- _ОТРЫВОК_:
= = = =

«Баратынский принадлежит к числу отличных наших поэтов. Он у нас оригинален – ибо мыслит. Он был бы оригинален и везде, ибо мыслит по-своему, правильно и независимо, меж тем, как чувствует сильно и глубоко. Гармония его стихов, свежесть слога, живость и точность выражения должны поразить всякого, хотя несколько одаренного вкусом и чувством». Это, конечно же, Пушкин.
А между тем, судьба Баратынского – классическая иллюстрация к аксиомам назидательной педагогики. Здесь и «Береги честь смолоду» – эпиграф, заметим, к «Капитанской дочке», и тот самый конь, что о четырех ногах, но спотыкается…
Баратынский, принадлежавший к древнему и знатному роду, воспитанник привилегированного Пажеского корпуса, был вором и, попавшись на краже, о чем стало известно Александру I, был из корпуса исключен «с воспрещением когда-либо поступать на военную службу».

= = = =

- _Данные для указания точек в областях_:
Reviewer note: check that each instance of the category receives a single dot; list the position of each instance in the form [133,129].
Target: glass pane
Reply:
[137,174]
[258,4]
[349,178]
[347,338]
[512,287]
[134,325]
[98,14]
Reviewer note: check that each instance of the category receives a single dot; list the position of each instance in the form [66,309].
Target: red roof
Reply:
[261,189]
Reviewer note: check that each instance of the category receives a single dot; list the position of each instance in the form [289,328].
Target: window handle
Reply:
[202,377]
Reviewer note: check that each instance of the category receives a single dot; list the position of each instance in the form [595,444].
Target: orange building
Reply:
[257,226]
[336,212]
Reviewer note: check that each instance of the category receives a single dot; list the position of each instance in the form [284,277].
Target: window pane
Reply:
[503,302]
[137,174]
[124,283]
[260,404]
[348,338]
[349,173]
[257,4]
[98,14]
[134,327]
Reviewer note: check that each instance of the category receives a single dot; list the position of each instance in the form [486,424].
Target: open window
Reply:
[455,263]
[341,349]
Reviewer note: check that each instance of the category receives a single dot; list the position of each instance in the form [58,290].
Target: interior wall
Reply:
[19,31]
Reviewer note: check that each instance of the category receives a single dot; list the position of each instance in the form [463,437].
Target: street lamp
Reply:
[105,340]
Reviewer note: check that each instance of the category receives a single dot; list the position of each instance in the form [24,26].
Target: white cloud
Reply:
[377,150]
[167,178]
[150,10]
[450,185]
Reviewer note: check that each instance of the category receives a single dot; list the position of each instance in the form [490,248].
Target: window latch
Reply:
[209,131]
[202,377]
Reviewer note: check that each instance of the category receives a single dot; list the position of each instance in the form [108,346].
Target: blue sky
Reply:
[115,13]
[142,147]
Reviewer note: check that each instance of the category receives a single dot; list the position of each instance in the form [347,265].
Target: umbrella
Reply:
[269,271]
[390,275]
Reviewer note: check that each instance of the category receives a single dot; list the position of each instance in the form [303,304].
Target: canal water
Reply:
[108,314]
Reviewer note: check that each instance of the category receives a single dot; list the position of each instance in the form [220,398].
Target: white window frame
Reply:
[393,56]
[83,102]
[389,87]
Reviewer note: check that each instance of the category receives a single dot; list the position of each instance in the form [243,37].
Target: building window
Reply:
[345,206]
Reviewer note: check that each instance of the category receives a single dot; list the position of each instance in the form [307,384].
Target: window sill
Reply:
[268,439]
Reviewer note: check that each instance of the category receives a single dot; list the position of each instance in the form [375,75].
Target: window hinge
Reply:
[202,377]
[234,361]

= = = =

- _УСЛОВИЕ ЗАДАНИЯ_:
Продолжите отрывок о судьбе Баратынского, начав сразу после его последнего предложения.

- _РЕЗУЛЬТАТ ВЫПОЛНЕНИЯ_:
О, как пытался Баратынский объяснить и оправдать, хотя бы частично, свой юношеский позор. Но факты были против поэта, и поэтому даже в искреннем и откровенном письме к Жуковскому Баратынский лукавит. С одной стороны, какой урок ветреной младости – оступиться легко, подняться трудно; с другой – предупреждение педагогам, с легкостью выдающим подросткам волчьи билеты…
Баратынский выстоял, но это далось ему дорогой ценой: тягостные годы солдатчины, служба унтером в финской глухомани; чин прапорщика в 1825 году позволил уже известному поэту выйти в отставку и занять достойное место в обществе и в литературных кругах. Жить ему оставалось девятнадцать лет.
«Теперь даже и в шутку никто не поставит имени Баратынского подле имени Пушкина» – это, пальцем в небо, Белинский.
По одной строке можно угадать истинного поэта:
Не искушай меня без нужды
Возвратом нежности своей:
Разочарованному чужды
Все обольщенья прежних дней!
О чем это? О любви, о судьбе, жизни, юности? Или обо всем разом?..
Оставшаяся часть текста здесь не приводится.